Entries from an annotation dataset:
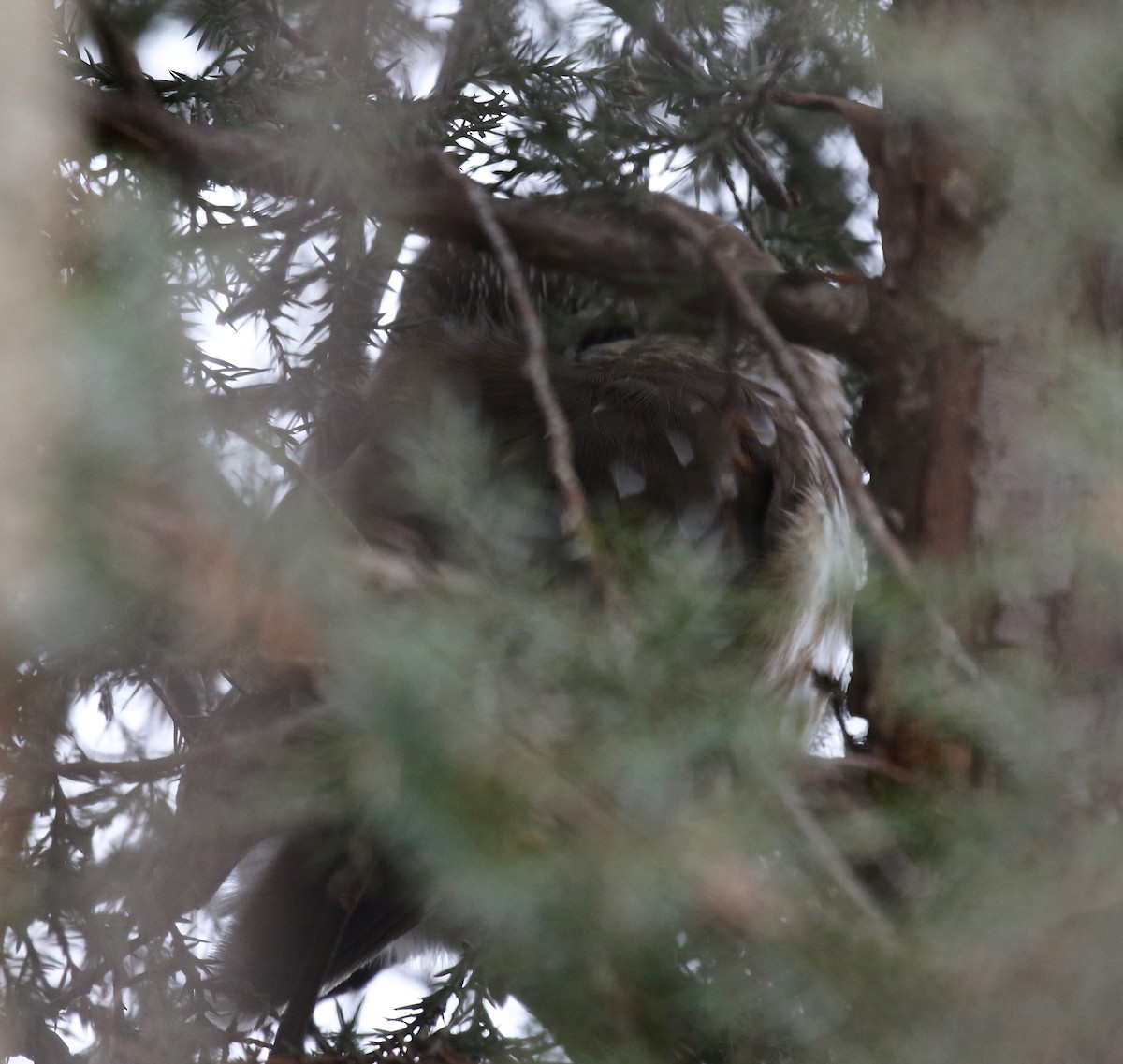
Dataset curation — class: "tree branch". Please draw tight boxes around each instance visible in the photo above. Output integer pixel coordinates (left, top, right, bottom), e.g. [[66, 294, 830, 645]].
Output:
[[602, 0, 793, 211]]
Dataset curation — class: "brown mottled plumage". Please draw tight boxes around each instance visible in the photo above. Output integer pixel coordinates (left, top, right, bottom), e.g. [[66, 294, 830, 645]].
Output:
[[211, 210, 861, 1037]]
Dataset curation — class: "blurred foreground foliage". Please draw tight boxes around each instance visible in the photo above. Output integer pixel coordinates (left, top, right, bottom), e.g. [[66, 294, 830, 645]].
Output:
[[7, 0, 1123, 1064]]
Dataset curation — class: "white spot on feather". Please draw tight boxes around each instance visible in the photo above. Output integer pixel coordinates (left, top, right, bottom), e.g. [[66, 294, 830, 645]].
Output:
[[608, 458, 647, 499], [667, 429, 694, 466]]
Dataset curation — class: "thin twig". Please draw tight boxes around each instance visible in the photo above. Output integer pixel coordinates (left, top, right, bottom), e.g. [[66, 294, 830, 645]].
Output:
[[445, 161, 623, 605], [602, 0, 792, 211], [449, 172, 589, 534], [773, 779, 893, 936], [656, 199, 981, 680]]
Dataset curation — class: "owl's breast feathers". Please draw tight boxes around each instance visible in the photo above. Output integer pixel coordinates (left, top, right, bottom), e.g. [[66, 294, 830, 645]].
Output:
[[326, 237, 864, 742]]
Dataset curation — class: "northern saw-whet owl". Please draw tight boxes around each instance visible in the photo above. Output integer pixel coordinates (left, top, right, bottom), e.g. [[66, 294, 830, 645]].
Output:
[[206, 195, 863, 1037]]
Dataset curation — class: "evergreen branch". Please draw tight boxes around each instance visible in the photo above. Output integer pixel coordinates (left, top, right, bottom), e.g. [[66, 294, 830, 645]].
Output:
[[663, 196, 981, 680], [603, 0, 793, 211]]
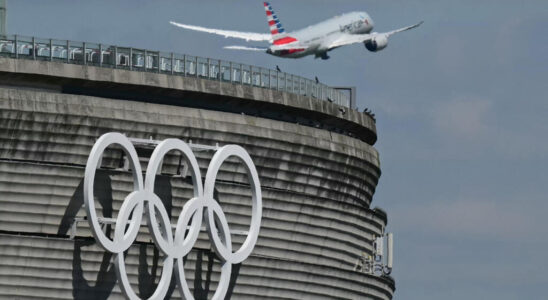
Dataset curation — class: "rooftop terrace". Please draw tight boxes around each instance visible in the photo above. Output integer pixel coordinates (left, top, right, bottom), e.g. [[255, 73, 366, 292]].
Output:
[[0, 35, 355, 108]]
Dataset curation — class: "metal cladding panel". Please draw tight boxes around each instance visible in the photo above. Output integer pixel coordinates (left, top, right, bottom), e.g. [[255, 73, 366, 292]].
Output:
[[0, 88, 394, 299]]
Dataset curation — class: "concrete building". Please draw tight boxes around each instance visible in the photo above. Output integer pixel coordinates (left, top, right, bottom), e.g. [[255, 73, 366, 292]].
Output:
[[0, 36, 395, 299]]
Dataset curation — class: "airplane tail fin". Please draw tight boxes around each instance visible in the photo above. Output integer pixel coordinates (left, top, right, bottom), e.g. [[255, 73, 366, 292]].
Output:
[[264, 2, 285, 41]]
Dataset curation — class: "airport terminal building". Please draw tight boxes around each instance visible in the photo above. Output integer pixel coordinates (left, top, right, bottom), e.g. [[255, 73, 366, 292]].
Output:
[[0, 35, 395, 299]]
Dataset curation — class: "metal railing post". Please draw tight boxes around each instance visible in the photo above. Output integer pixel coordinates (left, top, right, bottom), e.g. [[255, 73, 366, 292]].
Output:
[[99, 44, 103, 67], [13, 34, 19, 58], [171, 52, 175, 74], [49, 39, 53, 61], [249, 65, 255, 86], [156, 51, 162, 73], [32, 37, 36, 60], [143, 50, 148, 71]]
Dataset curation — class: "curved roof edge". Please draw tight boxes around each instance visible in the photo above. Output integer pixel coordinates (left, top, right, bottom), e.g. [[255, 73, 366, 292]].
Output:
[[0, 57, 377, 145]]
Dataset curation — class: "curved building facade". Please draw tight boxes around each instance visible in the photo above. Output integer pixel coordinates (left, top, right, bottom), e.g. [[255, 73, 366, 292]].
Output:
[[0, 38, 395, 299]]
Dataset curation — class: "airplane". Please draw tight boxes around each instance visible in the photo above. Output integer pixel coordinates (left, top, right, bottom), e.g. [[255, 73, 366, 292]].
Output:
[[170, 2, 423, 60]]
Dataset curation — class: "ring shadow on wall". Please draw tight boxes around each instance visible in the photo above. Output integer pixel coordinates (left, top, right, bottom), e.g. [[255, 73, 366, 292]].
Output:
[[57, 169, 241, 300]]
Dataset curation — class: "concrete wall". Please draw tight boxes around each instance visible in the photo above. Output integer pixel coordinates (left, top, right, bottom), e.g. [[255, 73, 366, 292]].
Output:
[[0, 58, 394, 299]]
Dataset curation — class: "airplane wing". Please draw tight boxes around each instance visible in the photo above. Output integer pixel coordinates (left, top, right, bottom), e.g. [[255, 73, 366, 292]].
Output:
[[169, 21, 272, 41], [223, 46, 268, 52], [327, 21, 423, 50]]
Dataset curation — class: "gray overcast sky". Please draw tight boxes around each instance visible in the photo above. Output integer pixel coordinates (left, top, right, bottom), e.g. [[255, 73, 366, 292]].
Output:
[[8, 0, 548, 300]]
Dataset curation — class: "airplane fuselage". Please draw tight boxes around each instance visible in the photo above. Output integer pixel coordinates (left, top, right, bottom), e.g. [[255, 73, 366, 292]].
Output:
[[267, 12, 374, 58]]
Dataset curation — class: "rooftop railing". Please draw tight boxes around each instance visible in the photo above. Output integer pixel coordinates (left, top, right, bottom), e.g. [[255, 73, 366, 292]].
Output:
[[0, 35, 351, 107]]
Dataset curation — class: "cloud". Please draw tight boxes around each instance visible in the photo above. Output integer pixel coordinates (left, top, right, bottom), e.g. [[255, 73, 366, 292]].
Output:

* [What is being asked]: Please copy every line of text from the records above, word for word, leaving out the pictures.

* [Answer for this exercise]:
Dataset curation — class: "tree branch". Please draw tight boxes around each instance visible in the photo above. Output integer pixel coordinates (left, top, right, bottom), e.g. [[66, 294, 830, 645]].
Output:
[[602, 0, 793, 211]]
Dataset curation — class: "brown mottled plumage". Please draw tight boxes around each instance visible in the photo above. Output integer pixel coordinates (left, top, right, bottom), e.g. [[66, 294, 830, 645]].
Output:
[[211, 210, 861, 1037]]
Dataset curation — class: "blurred foreground foliage". Please draw tight boxes around each instance visible in the photo above. Output integer pixel coordinates (left, top, right, bottom), e.g. [[66, 294, 830, 645]].
Output:
[[7, 0, 1123, 1064]]
Dataset curation — class: "white spot on feather". Please draw tight boxes around each instance visible in the photo above. Output integer pixel coordinates (left, top, right, bottom), e.g. [[66, 294, 830, 645]].
Output:
[[608, 458, 647, 499], [667, 429, 694, 466]]
Dataset curation — class: "thin twig". Please draw tight boxes around each instance visible in the photo above. Output integer pixel coordinates (left, top, right, bottom), e.g. [[66, 294, 830, 645]].
Output:
[[445, 161, 623, 605], [602, 0, 792, 211], [449, 172, 589, 534], [773, 779, 893, 936], [656, 199, 981, 680]]
Dataset curation — class: "owl's breast feathers". Please draw tight boxes around each instance visible in the photo above. Output integer pixel coordinates (left, top, right, bottom), e.g. [[66, 294, 830, 645]].
Output:
[[326, 237, 864, 742]]
Dataset curation — class: "northern saw-whet owl". Please draw tight boxes around each instance visible in the photo above. Output integer pixel coordinates (left, top, right, bottom), e.g. [[66, 294, 830, 645]].
Output:
[[206, 195, 863, 1037]]
Dataset curation — class: "evergreen branch". Please draw tight boxes around each instance visible in the photo above. Output integer pixel coordinates (left, top, right, bottom), e.g. [[66, 294, 830, 645]].
Output:
[[663, 196, 981, 680], [603, 0, 793, 211]]
Dataset curation — class: "rooftop terrace". Please draw tight boxes around each instance visible in the photo above. Output integer pixel coordinates (left, top, right, bottom), e.g. [[255, 73, 366, 292]].
Output:
[[0, 35, 355, 108]]
Dataset curation — class: "metal cladding panel". Please draw tight boxes around each instance visible in the photo above. Output integer pixel coordinates (left, top, right, bottom), e.g. [[255, 73, 366, 292]].
Output:
[[0, 88, 394, 299]]
Dataset curation — class: "concrete building". Please draw tight boxes around each instance visible in the photo above. Output integer pixel coordinates (left, top, right, bottom), e.g. [[255, 73, 366, 292]].
Output:
[[0, 36, 395, 299]]
Dataset curation — class: "airplane tail fin". Please draw tight boxes around each instance visible in the photo above. Output integer pixel coordinates (left, top, right, bottom), e.g. [[255, 73, 366, 292]].
Output:
[[264, 2, 285, 41]]
Dataset curation — class: "airport terminal building". Please draw tight boxes around each instance visible in the photo above. Output integer pixel coordinates (left, top, right, bottom), e.g. [[255, 73, 366, 292]].
Output:
[[0, 35, 395, 299]]
Dataset curation — class: "metal railing post". Please draw tight boxes around each instance visible in the photo above. Output integer pixel coordinates (left, top, right, bottom), e.g. [[255, 73, 366, 292]].
Output:
[[99, 44, 103, 67], [13, 34, 19, 58], [171, 52, 175, 74], [49, 39, 53, 61], [249, 65, 255, 86], [156, 51, 162, 73], [32, 37, 36, 60], [143, 50, 148, 71]]
Dataset curation — class: "curved roof edge". Please draw tight boxes around each instance visible in the photo above. Output integer pixel coordinates (left, top, right, bottom), e.g. [[255, 73, 366, 292]].
Output:
[[0, 57, 377, 145]]
Dataset curation — class: "curved building facade". Please draw tight boxes around each instance visible in the photo above. Output integer pixel coordinates (left, top, right, bottom), e.g. [[255, 73, 366, 292]].
Output:
[[0, 38, 395, 299]]
Dataset curation — class: "airplane". Please draw tight boxes around each instance visible in the photo above. Output integer pixel coordinates (left, top, right, bottom), e.g. [[255, 73, 366, 292]].
Output:
[[170, 2, 423, 60]]
Dataset curation — class: "ring shadow on wall". Please draw tight boxes around each instance visible in the photo above. Output integer pixel coordinates (left, top, right, bottom), e.g. [[255, 73, 366, 292]].
Output:
[[57, 169, 241, 300]]
Dataset curation — class: "concrete wall". Please draw tight boxes around each instance visible in the photo above. Output integer pixel coordinates (left, top, right, bottom), e.g. [[255, 73, 366, 292]].
Output:
[[0, 58, 394, 299]]
Dataset curation — class: "airplane wing". Please draw tight boxes around each instance visible in the photo above. Output integer pixel coordinates (left, top, right, bottom), e.g. [[255, 73, 366, 292]].
Output:
[[169, 21, 272, 41], [223, 46, 268, 52], [327, 21, 423, 50]]
Dataset curation — class: "gray overcast sky". Please draw tight boxes around each instance visible in the photo above. Output integer pixel coordinates (left, top, right, bottom), e.g. [[255, 73, 366, 292]].
Output:
[[8, 0, 548, 300]]
Dataset curation — class: "airplane fuselage". Please draw tight boxes around each instance visible in the photo above. Output integer pixel coordinates (left, top, right, bottom), e.g. [[255, 73, 366, 292]].
Output:
[[267, 12, 374, 58]]
Dataset curation — class: "rooftop railing". Please draw tight boxes around each instance visible in the photo above. Output integer pixel coordinates (left, top, right, bottom), e.g. [[255, 73, 366, 292]].
Output:
[[0, 35, 351, 107]]
Dataset curation — class: "cloud". Please draw tight boxes around each instance visible in the photo above. Output integer pixel coordinates (left, top, right, bottom), e.g. [[255, 73, 366, 292]].
Output:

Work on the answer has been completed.